EXCERPT TO READ –
============

When Chimpanzees Practice Medicine

Scientists have released a video of a chimpanzee mother using an insect to treat a wound on her son’s foot. Mom is an endangered female central chimpanzee named Suzee and her son is Sia. After inspection, Suzee snatched an insect from the underside of a leaf, then squeezed it in her mouth and applied the crushed remains to her son’s wound.

This behavior has never been seen before. The video was recorded by Alessandra Mascaro, a volunteer at the Loango Chimpanzee Project in the rainforest of Gabon. In the 15 months following the recording, researchers documented the behavior in 22 chimps from the group of about 45 individuals. They found 19 instances of chimps applying insects to their bodies, and two occasions where injured chimps were nursed by their fellows.

The researchers don’t yet know what insects are being used, but they think the chimps might be grabbing some sort of winged insects as antibiotics, antivirals, or as a means to soothe pain and reduce inflammation. Chimp wounds can sometimes be several inches wide, and are frequently inflicted during conflicts between groups or within the group itself.

“It is just fascinating to see that after decades of research on wild chimpanzees they still surprise us with unexpected new behaviours,” said Tobias Deschner, a primatologist at the Max Planck Institute for Evolutionary Anthropology in Germany.

The findings were published Feb. 7 in the journal Current Biology.

============

SUPPLIED ENTRIES –
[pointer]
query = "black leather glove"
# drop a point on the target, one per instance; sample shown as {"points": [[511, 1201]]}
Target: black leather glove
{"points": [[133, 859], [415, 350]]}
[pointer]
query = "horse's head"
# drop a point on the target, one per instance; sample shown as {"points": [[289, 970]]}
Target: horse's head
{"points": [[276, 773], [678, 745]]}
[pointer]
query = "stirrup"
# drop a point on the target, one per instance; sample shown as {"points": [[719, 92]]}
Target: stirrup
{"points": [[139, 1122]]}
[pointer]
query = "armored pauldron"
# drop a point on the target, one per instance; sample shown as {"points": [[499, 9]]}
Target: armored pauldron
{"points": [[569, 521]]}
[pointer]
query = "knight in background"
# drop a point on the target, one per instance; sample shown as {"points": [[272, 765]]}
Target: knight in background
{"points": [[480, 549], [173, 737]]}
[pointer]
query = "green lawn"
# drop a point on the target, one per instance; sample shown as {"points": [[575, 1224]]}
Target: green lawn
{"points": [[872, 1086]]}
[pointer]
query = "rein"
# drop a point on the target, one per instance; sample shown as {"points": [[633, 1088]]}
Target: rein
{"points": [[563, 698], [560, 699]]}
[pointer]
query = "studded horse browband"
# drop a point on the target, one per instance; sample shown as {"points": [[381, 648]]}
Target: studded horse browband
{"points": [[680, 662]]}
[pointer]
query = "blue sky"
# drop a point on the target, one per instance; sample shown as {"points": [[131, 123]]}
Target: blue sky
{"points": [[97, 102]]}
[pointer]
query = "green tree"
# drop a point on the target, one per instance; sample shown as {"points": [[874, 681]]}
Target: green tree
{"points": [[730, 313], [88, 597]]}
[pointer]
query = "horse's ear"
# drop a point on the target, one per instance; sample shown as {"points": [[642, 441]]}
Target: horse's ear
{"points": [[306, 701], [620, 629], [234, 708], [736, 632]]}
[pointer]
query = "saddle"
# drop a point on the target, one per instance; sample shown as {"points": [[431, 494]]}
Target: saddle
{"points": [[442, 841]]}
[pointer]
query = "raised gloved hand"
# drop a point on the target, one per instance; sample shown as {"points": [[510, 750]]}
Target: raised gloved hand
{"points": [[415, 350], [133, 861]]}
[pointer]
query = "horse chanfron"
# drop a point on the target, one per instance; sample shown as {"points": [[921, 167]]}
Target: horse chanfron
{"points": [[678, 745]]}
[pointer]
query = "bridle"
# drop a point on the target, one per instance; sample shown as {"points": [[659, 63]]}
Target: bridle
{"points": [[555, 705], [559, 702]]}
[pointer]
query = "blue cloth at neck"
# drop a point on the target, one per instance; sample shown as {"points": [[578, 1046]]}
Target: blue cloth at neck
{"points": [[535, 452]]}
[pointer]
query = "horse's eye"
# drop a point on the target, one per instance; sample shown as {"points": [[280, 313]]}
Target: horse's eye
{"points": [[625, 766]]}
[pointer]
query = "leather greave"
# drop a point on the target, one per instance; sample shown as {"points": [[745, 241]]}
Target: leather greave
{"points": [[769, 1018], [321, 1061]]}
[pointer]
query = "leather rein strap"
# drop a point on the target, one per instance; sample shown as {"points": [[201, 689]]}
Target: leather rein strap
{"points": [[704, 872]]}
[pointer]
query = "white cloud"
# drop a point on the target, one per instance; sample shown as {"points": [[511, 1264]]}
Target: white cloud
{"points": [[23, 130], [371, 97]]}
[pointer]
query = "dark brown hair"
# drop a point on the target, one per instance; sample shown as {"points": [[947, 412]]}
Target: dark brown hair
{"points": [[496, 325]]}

============

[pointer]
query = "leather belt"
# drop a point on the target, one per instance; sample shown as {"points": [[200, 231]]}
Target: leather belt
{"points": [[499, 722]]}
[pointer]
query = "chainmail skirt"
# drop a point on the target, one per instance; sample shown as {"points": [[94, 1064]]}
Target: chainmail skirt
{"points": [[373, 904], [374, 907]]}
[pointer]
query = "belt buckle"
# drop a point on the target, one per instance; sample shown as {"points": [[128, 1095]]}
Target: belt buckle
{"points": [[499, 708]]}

============

DIRECTIONS –
**A.** According to the chimpanzee medicine article, why do researchers think the chimps apply insects to wounds? Answer in one to three sentences.
**B.** From the chimpanzee medicine article, write out the passage starting with "The researchers don’t" and going on through "Anthropology in Germany.".

LIST OF SOLUTIONS –
**A.** The researchers think the chimps may be using winged insects as antibiotics or antivirals, or to soothe pain and reduce inflammation. They do not yet know which insects are being used.

**B.**
The researchers don’t yet know what insects are being used, but they think the chimps might be grabbing some sort of winged insects as antibiotics, antivirals, or as a means to soothe pain and reduce inflammation. Chimp wounds can sometimes be several inches wide, and are frequently inflicted during conflicts between groups or within the group itself.

“It is just fascinating to see that after decades of research on wild chimpanzees they still surprise us with unexpected new behaviours,” said Tobias Deschner, a primatologist at the Max Planck Institute for Evolutionary Anthropology in Germany.